Location labeling records
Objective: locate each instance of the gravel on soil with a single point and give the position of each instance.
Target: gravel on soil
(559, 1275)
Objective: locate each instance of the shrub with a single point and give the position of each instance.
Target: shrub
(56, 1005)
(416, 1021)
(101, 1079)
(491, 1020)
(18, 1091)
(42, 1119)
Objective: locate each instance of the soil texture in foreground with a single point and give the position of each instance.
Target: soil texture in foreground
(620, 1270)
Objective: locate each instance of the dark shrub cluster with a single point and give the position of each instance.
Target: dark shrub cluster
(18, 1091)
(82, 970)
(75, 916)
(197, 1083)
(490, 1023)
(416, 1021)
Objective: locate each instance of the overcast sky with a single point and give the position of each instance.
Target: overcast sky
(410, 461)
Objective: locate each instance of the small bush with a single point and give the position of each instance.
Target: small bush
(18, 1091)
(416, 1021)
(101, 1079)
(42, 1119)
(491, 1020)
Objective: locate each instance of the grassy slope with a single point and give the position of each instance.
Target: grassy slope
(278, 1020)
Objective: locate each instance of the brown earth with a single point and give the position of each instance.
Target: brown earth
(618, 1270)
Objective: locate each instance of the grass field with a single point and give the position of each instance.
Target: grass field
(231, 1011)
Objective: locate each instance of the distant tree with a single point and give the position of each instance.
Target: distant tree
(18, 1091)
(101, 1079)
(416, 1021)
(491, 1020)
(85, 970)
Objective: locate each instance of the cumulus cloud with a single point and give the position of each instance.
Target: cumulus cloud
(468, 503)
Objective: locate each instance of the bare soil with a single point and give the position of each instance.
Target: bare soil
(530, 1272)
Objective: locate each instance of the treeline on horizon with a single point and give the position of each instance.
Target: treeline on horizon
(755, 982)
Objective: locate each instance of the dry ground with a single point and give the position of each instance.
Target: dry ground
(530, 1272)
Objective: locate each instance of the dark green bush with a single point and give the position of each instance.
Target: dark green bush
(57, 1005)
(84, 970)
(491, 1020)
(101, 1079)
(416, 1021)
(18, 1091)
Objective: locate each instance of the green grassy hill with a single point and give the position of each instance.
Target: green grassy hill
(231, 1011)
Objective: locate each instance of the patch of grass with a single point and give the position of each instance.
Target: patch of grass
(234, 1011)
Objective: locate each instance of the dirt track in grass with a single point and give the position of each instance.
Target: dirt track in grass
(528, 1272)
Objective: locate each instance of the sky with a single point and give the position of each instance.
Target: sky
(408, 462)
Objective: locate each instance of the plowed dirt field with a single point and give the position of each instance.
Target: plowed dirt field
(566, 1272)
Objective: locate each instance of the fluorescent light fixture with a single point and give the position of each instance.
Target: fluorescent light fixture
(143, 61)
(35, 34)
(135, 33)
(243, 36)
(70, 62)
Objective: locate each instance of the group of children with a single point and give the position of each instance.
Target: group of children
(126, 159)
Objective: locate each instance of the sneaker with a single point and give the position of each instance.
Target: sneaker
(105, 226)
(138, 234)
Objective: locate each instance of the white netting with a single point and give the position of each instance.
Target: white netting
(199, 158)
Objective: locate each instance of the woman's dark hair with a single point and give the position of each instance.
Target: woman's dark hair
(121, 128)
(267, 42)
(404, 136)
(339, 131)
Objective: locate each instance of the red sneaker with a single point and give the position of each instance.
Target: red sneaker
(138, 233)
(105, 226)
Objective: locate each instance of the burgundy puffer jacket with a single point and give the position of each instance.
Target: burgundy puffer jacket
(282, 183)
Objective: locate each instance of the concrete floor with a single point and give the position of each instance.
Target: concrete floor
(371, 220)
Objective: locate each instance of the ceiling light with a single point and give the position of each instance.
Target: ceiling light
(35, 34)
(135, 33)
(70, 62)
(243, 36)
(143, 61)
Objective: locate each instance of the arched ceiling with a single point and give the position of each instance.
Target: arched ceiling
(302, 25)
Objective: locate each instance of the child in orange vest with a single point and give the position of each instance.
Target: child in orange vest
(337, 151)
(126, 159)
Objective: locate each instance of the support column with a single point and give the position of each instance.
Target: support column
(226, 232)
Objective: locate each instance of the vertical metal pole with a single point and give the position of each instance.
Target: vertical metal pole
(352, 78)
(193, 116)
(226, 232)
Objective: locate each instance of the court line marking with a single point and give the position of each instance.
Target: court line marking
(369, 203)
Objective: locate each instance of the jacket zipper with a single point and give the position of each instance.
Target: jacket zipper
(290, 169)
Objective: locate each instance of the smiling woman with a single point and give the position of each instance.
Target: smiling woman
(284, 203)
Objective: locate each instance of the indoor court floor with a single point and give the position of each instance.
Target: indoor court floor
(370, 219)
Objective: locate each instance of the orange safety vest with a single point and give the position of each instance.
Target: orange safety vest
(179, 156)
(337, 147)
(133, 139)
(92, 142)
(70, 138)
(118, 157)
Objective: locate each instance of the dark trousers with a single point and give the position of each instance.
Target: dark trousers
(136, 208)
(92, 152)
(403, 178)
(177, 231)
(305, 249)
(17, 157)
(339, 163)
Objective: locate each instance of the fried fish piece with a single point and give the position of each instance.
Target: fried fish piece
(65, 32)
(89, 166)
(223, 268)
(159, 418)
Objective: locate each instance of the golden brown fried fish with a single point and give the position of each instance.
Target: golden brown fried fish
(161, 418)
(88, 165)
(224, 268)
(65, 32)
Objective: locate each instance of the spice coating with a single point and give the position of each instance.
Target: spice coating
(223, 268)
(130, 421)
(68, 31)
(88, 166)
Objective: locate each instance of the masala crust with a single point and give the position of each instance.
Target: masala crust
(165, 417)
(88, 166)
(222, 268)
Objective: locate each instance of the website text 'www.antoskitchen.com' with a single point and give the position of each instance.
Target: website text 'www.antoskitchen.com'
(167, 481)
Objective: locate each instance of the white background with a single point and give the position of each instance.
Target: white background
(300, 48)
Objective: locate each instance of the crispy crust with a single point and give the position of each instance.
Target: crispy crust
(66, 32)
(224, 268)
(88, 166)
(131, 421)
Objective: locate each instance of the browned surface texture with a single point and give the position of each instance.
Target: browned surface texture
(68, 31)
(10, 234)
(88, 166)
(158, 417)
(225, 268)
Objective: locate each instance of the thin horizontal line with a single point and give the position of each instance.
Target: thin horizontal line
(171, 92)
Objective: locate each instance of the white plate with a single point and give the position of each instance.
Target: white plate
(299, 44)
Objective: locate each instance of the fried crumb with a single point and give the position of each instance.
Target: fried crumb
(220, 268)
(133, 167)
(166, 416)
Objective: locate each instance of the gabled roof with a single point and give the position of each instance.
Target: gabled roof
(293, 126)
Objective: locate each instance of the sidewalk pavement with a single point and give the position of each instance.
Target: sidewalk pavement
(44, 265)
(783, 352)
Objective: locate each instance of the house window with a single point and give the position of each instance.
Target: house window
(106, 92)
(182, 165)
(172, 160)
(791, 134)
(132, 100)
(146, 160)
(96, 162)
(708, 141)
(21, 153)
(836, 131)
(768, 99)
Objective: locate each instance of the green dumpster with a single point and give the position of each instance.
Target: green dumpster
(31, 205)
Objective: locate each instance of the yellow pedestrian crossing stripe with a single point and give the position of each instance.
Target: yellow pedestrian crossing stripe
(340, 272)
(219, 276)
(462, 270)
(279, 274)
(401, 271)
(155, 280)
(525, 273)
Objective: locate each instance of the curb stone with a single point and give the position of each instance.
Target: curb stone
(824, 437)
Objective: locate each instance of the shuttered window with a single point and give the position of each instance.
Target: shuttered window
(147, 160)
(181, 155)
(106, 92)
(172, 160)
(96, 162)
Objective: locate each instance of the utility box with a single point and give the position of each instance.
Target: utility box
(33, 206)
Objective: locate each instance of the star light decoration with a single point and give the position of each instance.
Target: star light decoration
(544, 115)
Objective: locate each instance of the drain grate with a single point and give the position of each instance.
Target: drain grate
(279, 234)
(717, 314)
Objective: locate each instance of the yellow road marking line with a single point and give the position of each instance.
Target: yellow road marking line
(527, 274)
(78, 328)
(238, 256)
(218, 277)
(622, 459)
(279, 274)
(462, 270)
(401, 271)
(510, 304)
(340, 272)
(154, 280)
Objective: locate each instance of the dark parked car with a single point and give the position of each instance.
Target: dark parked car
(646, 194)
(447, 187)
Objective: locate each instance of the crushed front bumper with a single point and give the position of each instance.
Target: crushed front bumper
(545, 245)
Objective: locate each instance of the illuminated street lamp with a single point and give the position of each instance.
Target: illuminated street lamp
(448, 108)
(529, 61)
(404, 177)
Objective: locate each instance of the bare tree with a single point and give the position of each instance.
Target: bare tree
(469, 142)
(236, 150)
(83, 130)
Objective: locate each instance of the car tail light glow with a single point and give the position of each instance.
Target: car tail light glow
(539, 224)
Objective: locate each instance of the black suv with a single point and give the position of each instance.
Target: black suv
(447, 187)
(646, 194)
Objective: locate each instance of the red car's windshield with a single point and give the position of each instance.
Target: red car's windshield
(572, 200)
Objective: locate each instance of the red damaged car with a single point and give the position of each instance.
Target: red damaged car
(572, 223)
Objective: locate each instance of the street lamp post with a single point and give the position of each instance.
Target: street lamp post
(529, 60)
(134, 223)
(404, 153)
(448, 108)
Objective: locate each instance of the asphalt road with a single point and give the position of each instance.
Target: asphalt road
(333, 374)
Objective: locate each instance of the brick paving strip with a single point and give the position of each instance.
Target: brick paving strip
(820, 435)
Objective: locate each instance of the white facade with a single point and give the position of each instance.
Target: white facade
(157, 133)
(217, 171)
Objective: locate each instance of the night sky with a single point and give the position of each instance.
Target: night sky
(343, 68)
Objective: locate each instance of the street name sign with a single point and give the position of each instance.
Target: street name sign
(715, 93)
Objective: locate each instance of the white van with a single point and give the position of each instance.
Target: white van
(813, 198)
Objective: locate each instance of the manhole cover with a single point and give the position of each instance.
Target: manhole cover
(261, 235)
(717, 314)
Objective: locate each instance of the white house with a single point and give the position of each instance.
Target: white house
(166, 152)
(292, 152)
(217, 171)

#### Problem statement:
Quote verbatim the line containing "Objective: locate each instance of the car" and every line after it through the end of the records above.

#### Answer to the task:
Objective: locate each instance of the car tail light glow with a single point and give the position of each instance.
Target: car tail light glow
(539, 224)
Objective: locate each instance of the black suv with a single point and give the position of each instance.
Target: black suv
(447, 187)
(646, 194)
Objective: locate each instance of the red car's windshield with a single point and give the position of each instance.
Target: red car's windshield
(572, 200)
Objective: locate each instance of the red damaged car with a single point and give the position of each instance.
Target: red damaged car
(572, 223)
Objective: locate each instance of the street lamp post with a single point and give the position of each instance.
Target: street lamp post
(529, 60)
(134, 223)
(404, 153)
(448, 108)
Objective: locate each instance of the asphalt road with a single point and give the position of each instance.
Target: asphalt road
(333, 374)
Objective: locate each instance of the brick paving strip with a single point and give the position of each instance.
Target: brick paving strip
(820, 435)
Objective: locate each instance of the white facade with a single point and give the position of each instance.
Target: white facade
(157, 133)
(217, 171)
Objective: locate each instance of the night sky with a single point and give the position of each instance.
Target: night sky
(343, 68)
Objective: locate each instance of the street name sign with a single point and give the position of each instance.
Target: street name sign
(715, 93)
Objective: locate each instance of the white van with a single point and give the position of each instance.
Target: white van
(813, 198)
Objective: locate each instance of the manhole cover with a single point and give the position of each instance.
Target: manhole cover
(261, 235)
(717, 314)
Objective: locate each instance of the white house with a single point and give the position of each instance.
Target: white house
(166, 152)
(292, 152)
(217, 171)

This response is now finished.